What to produce
Repeat precisely, and only, the lines between the line containing "Target = doormat" and the end of the listing below, both ends included.

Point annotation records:
════════

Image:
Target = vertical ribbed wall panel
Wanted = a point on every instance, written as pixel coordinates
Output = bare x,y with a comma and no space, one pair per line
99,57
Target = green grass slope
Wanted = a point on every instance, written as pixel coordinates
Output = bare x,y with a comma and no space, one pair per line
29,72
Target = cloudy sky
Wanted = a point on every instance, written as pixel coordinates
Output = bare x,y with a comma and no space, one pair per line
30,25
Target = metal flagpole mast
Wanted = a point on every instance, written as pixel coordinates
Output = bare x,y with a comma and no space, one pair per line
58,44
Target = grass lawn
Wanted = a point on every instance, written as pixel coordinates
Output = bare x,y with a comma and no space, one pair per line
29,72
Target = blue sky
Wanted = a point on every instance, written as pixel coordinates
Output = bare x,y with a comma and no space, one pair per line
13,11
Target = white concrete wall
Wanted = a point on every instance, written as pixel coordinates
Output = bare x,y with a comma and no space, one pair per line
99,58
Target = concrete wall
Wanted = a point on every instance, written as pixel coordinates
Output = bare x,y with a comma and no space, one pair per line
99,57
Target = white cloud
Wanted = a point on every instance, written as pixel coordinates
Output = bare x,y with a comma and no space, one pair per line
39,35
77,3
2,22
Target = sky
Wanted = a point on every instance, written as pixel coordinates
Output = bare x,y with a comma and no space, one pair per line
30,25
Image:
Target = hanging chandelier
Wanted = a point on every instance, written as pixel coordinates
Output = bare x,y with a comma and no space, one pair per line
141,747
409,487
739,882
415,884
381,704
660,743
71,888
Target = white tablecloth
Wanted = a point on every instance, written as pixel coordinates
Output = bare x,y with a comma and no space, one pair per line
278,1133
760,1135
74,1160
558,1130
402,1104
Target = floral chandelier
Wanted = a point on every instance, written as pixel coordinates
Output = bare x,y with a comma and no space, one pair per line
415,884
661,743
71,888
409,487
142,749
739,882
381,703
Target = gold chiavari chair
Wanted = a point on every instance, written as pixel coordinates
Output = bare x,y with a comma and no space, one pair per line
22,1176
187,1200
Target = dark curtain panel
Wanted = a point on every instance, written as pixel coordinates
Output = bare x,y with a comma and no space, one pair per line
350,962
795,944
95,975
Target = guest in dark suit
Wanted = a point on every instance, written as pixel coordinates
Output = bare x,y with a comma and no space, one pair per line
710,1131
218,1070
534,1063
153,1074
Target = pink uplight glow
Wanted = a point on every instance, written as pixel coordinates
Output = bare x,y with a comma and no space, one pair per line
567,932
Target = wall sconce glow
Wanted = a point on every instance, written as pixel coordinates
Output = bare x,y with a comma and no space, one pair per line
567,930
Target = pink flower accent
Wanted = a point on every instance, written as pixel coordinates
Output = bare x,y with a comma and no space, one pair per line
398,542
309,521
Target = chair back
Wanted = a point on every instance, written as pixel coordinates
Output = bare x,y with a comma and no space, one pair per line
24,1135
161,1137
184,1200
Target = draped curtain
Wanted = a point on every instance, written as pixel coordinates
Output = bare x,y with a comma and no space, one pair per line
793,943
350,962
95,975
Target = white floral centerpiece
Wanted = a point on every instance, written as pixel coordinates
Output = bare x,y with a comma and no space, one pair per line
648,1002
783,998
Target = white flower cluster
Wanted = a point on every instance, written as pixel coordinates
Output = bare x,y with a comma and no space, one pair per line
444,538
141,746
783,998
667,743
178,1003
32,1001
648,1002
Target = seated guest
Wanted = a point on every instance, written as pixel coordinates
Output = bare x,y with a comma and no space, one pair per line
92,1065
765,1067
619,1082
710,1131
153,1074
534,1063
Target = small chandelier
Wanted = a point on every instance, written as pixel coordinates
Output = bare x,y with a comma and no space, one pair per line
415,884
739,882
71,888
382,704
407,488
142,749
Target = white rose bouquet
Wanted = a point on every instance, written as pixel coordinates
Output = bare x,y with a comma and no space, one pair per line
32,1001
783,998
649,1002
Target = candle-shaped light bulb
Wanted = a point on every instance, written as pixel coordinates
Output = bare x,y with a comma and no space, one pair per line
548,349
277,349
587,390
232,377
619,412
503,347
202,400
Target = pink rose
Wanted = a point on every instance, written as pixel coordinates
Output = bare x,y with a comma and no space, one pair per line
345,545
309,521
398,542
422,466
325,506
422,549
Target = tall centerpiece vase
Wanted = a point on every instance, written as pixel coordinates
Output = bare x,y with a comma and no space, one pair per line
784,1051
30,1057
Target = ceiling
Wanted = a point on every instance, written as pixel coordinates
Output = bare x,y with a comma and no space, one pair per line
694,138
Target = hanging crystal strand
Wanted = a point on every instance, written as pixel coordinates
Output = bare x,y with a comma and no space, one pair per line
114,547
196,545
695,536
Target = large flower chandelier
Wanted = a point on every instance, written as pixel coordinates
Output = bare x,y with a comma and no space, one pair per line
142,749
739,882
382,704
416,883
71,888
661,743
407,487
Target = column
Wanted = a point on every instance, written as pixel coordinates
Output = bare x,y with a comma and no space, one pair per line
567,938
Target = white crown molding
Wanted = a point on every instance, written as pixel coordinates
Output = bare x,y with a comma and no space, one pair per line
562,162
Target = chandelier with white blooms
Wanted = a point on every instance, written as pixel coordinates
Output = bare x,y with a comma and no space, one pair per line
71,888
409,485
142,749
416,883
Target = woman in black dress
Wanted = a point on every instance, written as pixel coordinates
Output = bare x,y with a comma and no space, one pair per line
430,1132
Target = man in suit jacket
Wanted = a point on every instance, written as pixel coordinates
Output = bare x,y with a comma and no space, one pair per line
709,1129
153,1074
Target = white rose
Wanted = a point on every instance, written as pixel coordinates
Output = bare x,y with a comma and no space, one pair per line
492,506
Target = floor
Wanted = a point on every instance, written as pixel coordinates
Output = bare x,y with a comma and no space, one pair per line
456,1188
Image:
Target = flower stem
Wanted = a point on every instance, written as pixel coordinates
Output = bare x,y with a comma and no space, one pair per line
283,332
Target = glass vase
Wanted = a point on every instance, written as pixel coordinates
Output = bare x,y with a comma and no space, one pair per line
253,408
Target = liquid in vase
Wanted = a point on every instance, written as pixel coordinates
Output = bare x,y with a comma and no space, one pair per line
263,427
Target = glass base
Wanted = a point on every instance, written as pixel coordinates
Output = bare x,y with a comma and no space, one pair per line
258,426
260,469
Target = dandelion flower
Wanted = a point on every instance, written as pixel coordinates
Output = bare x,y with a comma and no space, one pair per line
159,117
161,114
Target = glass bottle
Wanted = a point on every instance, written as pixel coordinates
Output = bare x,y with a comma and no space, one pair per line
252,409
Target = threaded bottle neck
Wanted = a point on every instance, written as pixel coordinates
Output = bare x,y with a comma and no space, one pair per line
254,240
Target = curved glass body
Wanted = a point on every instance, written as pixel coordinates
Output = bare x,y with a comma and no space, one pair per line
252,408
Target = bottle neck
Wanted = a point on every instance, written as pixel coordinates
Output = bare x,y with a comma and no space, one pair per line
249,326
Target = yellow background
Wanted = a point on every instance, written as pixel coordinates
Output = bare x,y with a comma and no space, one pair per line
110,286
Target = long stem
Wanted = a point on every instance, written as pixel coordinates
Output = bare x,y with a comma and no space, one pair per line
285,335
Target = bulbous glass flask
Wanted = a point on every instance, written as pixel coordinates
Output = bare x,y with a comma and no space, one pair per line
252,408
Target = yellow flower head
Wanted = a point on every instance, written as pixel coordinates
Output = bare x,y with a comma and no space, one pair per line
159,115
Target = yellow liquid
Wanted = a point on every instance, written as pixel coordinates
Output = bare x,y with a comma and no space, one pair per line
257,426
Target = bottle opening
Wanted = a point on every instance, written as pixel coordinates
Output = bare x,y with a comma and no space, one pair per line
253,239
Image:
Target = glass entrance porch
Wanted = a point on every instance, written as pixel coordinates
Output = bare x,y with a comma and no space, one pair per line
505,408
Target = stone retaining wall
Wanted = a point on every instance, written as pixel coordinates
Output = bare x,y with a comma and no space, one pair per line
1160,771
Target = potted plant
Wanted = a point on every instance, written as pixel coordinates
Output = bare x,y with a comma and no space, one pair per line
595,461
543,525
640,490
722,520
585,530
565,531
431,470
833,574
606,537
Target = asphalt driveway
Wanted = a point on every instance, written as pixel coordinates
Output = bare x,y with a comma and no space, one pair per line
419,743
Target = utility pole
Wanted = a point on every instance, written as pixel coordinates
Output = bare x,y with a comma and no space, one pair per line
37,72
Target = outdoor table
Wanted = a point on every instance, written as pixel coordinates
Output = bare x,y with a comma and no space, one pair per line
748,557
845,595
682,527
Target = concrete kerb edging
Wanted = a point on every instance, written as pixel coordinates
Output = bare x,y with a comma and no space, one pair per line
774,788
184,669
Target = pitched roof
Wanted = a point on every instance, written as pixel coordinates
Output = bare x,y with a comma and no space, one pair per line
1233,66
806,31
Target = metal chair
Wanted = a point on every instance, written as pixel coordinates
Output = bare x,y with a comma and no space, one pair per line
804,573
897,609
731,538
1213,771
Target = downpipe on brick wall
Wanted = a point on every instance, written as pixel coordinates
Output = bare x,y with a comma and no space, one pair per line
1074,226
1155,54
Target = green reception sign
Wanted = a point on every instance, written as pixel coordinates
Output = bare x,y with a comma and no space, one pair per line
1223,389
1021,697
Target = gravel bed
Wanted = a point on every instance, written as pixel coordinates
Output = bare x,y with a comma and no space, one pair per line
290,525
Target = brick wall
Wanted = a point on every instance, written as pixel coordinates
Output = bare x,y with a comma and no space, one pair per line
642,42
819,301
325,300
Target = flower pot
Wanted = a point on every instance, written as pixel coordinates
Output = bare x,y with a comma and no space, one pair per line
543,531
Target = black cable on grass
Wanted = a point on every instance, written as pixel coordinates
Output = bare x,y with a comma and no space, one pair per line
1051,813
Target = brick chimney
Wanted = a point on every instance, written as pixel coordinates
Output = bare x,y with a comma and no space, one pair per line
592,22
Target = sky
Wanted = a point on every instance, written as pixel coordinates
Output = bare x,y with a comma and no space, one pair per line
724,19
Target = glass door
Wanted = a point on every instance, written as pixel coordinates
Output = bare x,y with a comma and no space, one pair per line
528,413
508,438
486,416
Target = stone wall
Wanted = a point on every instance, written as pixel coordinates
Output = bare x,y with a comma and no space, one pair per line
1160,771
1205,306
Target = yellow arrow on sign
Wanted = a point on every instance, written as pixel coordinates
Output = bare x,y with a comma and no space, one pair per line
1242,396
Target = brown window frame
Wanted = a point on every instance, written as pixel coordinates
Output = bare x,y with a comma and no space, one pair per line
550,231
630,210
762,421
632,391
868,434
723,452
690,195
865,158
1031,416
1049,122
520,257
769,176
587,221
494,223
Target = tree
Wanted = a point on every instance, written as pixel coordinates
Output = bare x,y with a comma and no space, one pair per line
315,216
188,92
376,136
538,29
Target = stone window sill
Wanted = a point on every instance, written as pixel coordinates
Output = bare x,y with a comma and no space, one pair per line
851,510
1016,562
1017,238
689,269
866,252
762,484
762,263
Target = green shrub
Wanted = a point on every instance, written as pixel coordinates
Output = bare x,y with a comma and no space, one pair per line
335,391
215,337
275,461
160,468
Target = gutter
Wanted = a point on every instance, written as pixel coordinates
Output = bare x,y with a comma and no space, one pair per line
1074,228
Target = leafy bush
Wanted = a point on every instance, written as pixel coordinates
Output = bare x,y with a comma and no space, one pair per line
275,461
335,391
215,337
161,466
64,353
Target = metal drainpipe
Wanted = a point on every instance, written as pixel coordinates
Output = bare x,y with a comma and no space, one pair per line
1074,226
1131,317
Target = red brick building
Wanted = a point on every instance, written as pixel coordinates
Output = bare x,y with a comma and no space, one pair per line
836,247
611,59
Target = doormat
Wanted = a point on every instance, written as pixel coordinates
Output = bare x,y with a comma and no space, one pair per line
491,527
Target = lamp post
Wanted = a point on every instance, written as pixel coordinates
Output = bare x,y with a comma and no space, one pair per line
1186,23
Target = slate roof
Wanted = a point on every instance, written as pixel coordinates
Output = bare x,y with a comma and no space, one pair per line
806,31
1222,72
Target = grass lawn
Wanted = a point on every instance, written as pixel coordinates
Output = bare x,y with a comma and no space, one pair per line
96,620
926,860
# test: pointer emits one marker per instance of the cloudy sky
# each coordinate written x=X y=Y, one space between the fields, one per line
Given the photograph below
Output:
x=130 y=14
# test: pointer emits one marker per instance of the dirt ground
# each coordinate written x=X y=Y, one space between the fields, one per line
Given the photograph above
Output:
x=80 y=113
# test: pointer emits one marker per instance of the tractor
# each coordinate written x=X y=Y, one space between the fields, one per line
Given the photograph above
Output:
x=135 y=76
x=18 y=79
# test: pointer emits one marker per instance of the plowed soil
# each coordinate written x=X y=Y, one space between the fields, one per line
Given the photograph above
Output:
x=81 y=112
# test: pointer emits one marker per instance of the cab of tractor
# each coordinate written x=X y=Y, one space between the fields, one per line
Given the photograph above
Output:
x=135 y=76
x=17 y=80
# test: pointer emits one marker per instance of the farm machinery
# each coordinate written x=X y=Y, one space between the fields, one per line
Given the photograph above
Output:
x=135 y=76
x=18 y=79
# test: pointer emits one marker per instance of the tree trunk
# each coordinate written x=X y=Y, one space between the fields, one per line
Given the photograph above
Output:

════════

Solved exercise
Target = doormat
Wanted = a point on every instance, written as pixel coordinates
Output = bare x,y with a comma and no space, one pair per line
491,527
Target = lamp post
Wanted = a point on every instance, written as pixel coordinates
Output = bare x,y with a comma and no space, one pair per line
1186,23
Target = slate roof
Wanted = a point on every instance, written as pixel coordinates
Output = bare x,y with a comma and no space, one pair per line
806,31
1222,72
Target = grass lawn
Wanted = a point on every instance, written as pixel coordinates
Output = bare x,y with a comma and no space, one pair per line
96,620
926,860
# test: pointer emits one marker per instance of the cloudy sky
# each coordinate written x=X y=Y, one space between the fields, one per line
Given the photograph below
Output:
x=130 y=14
# test: pointer emits one marker per instance of the dirt ground
# each coordinate written x=X y=Y, one space between the fields, one per line
Given the photograph above
Output:
x=80 y=113
# test: pointer emits one marker per instance of the tractor
# each coordinate written x=X y=Y, one space between the fields, one per line
Given the photograph above
Output:
x=135 y=76
x=18 y=79
# test: pointer emits one marker per instance of the plowed soil
# each coordinate written x=X y=Y, one space between the fields, one per line
Given the photograph above
Output:
x=81 y=112
# test: pointer emits one marker per instance of the cab of tractor
# each coordinate written x=X y=Y, one space between the fields, one per line
Given the photograph above
Output:
x=135 y=76
x=17 y=80
# test: pointer emits one marker per instance of the farm machinery
# each coordinate written x=X y=Y, one space between the fields, one per line
Given the photograph above
Output:
x=135 y=76
x=18 y=79
# test: pointer emits one marker per instance of the tree trunk
# each coordinate written x=X y=Y, one space between the fields, one per line
Given the photograph above
Output:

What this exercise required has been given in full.